▶ _The request_:
Transcribe the data that follows precisely, omitting nothing.

▶ _Exercise input_:
........

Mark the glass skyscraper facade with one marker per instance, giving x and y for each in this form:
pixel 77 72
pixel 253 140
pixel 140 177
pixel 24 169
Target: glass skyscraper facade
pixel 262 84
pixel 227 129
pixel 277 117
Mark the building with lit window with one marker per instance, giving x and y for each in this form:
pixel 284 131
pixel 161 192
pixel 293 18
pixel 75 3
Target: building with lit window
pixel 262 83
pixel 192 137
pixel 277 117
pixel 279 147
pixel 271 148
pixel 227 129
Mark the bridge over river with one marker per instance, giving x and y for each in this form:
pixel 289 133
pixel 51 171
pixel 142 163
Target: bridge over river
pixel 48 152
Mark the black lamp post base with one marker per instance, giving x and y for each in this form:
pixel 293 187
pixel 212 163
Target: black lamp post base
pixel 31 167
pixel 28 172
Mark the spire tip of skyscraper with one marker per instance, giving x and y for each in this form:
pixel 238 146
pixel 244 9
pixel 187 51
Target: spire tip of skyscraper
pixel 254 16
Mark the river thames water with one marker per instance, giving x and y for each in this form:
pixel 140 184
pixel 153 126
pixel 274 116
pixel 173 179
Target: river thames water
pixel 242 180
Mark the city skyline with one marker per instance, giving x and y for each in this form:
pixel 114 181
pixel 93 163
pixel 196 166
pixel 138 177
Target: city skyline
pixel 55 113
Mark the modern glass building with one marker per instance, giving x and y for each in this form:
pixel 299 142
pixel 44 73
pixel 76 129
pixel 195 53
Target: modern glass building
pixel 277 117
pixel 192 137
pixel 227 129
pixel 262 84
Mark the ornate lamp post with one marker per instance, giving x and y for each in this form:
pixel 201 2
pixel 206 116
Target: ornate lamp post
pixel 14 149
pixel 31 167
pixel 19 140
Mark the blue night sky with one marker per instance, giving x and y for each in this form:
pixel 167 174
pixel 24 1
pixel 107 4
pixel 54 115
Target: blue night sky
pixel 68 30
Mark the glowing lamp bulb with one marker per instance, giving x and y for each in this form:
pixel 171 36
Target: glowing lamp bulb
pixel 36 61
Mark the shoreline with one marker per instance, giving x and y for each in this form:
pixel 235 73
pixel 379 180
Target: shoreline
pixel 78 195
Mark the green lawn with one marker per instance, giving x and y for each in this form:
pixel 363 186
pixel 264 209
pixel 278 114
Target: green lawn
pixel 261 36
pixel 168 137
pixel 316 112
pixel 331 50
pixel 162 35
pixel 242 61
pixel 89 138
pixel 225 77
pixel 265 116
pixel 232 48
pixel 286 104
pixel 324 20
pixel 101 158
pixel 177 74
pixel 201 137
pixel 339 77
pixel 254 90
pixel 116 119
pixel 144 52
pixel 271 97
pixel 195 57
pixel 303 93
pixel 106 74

........

▶ _Response to this task_:
Mark the glass skyscraper facade with one marker per instance, giving x and y for each in this form:
pixel 77 72
pixel 253 140
pixel 140 177
pixel 24 169
Target: glass skyscraper facade
pixel 262 84
pixel 227 129
pixel 277 117
Mark the building with lit window with one marker per instance, giving x and y for each in this form:
pixel 284 131
pixel 161 192
pixel 293 18
pixel 75 3
Target: building with lit window
pixel 262 83
pixel 192 137
pixel 277 117
pixel 279 147
pixel 271 148
pixel 227 129
Mark the bridge over river with one marker per instance, giving x and y for each in this form:
pixel 289 133
pixel 51 171
pixel 142 163
Target: bridge over river
pixel 48 152
Mark the black lamp post base with one marker per instance, giving x and y for each in this form:
pixel 293 187
pixel 212 163
Target: black lamp post base
pixel 31 167
pixel 28 172
Mark the spire tip of skyscraper with one marker per instance, giving x and y for each in this form:
pixel 238 146
pixel 244 9
pixel 187 51
Target: spire tip of skyscraper
pixel 254 16
Mark the river thames water with one marker per instance, giving x and y for each in this form:
pixel 140 184
pixel 153 126
pixel 274 116
pixel 173 179
Target: river thames water
pixel 242 180
Mark the city skyline with one marker per instance, giving x and y for each in this form:
pixel 114 181
pixel 93 163
pixel 196 166
pixel 138 177
Target: city skyline
pixel 55 113
Mark the modern glass building with one marker per instance, giving x and y for each in this form:
pixel 299 142
pixel 44 73
pixel 76 129
pixel 195 53
Target: modern glass building
pixel 277 117
pixel 192 137
pixel 227 129
pixel 262 84
Mark the ornate lamp post with one marker per instance, giving x and y for each in this form:
pixel 201 2
pixel 206 116
Target: ornate lamp post
pixel 14 149
pixel 31 167
pixel 19 140
Mark the blue night sky with one marker per instance, giving x and y for each in this form:
pixel 167 174
pixel 24 1
pixel 107 4
pixel 54 115
Target: blue night sky
pixel 68 30
Mark the glowing lamp bulb with one marker per instance, giving x and y for each in this form:
pixel 171 36
Target: glowing lamp bulb
pixel 36 61
Mark the shoreline with one marker per instance, giving x and y for each in this form:
pixel 235 73
pixel 379 180
Target: shoreline
pixel 78 195
Mark the green lawn with one marker per instance, giving x and y for each in this form:
pixel 363 186
pixel 264 209
pixel 278 114
Target: green lawn
pixel 261 36
pixel 168 137
pixel 316 112
pixel 331 50
pixel 162 35
pixel 242 61
pixel 89 138
pixel 225 77
pixel 265 116
pixel 232 48
pixel 286 104
pixel 324 20
pixel 101 158
pixel 177 74
pixel 201 137
pixel 339 77
pixel 254 90
pixel 116 119
pixel 144 52
pixel 271 97
pixel 195 57
pixel 303 93
pixel 106 74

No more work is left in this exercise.